Work task:
Print the records exactly. Miss nothing.

Data shown:
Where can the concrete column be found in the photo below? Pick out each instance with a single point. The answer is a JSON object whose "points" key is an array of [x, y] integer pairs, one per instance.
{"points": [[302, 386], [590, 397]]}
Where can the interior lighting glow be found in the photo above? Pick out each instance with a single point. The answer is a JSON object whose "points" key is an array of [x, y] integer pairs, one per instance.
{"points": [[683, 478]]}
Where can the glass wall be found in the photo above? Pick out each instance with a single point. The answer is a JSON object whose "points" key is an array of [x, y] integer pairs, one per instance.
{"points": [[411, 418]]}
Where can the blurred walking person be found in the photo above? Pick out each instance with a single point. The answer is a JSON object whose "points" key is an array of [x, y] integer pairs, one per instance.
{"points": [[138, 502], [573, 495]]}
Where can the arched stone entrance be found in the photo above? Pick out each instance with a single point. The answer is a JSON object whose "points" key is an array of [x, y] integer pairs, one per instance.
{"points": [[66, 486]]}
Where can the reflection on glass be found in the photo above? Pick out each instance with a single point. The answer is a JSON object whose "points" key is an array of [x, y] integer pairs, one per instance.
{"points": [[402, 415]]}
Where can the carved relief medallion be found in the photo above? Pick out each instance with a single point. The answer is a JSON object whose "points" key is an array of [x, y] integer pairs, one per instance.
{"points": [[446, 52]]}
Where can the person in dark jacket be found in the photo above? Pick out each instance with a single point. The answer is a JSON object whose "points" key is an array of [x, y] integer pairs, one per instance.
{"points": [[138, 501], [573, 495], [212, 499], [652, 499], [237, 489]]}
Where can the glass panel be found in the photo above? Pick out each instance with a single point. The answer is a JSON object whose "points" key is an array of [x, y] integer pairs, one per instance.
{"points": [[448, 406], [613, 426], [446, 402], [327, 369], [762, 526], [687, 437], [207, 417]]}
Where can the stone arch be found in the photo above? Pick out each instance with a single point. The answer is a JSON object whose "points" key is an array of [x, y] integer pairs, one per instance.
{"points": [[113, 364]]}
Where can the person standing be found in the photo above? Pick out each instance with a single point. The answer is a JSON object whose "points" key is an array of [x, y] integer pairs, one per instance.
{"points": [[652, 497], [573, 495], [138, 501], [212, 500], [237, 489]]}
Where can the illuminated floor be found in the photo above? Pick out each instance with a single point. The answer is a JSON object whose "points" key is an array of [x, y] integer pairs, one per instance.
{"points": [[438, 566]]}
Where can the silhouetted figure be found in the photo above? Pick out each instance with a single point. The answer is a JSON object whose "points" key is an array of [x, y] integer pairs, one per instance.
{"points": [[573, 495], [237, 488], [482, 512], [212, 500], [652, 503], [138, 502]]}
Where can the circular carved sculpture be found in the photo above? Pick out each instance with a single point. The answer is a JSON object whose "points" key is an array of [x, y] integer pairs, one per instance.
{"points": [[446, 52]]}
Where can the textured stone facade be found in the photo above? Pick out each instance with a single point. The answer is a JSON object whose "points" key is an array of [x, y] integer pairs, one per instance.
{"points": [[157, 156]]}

Answer section:
Where can the concrete column be found in the photo below? Pick out each instance with a single point. The answer is a JSON object whose "points" key is an array of [x, y] integer pairs, one per instance.
{"points": [[302, 386], [590, 397]]}
Where can the interior lighting glow be found in the photo above? Pick out each instance with a single point. The answer is a JSON object whose "points" key is an array of [x, y] integer pairs, one per instance.
{"points": [[683, 478]]}
Where can the glass wall be found in the photo above? Pick out each instance with a single point. The answer is a JSON object whose "points" key is an array of [x, y] integer pairs, one per instance.
{"points": [[411, 418]]}
Where can the blurred walking person be found in the photo above? Pick out each instance with a single point. The answer is a JSON object whose "points" key is an array of [x, y] integer pairs, one per instance.
{"points": [[138, 502], [573, 495]]}
Where can the arched stone entrance be found in the photo above? Pick out each instance with a single point. The answer is a JSON object whose "points" key is an array of [x, y] integer pairs, one per instance.
{"points": [[66, 486]]}
Where can the reflection on glass be found in the photo above? Pick out each instance with a single point. The answer is a JSON object whose "points" key is an array of [x, y] integer pairs, one per instance.
{"points": [[402, 415]]}
Where can the carved relief medallion be found in the photo above? Pick out each instance with a single point. The answer is a JSON object whose "points" key is an array of [x, y] integer pairs, one per instance.
{"points": [[446, 52]]}
Where can the person in dark jacket be found in the photo above? Pick out each instance with a single point. The answer is a JSON object whose "points" key is an array of [x, y] integer pairs, one per instance.
{"points": [[138, 501], [573, 495], [212, 499], [652, 499], [237, 489]]}
Where can the glass panel be found in the photo above? Pick out each instance with a single point. The answer is a JSON object whose "points" key is an array of [x, y] integer pairs, one per instance.
{"points": [[448, 406], [613, 426], [446, 402], [327, 369], [762, 526], [687, 437], [207, 417]]}
Where can the stone arch be found in the photo above? Pick out each instance with a single point. The answer is a JSON object whose "points" key is an array of [x, y] integer pairs, one per instance.
{"points": [[113, 364]]}
Where can the person standing be found in the photo above? Pick out each instance with a single point. The answer is a JSON object whose "points" key is an array of [x, y] integer pairs, one per instance.
{"points": [[652, 497], [573, 495], [138, 501], [212, 500], [237, 489]]}
Where can the illuminated floor be found in the photo above? Pick out each instance with a single point. The answer is a JSON object whose "points" key is an array of [x, y] integer pairs, one per instance.
{"points": [[438, 566]]}
Where can the silhouetted figure be found in the photo above? Pick out each instance with a single point. The answer is a JSON object whose "points" key is an array of [x, y] integer pairs, one per instance.
{"points": [[573, 495], [237, 488], [482, 512], [212, 500], [652, 503], [138, 502]]}
Where can the circular carved sculpture be found in the photo above? Pick out each instance with a single point. The answer is a JSON object whose "points" key is an array of [x, y] integer pairs, one per instance.
{"points": [[446, 52]]}
Where can the textured stone facade be found in the photo above? Pick out each instance with a single point. The answer is a JSON object whose "points" key is an array of [x, y] integer pairs, one per instance.
{"points": [[157, 156]]}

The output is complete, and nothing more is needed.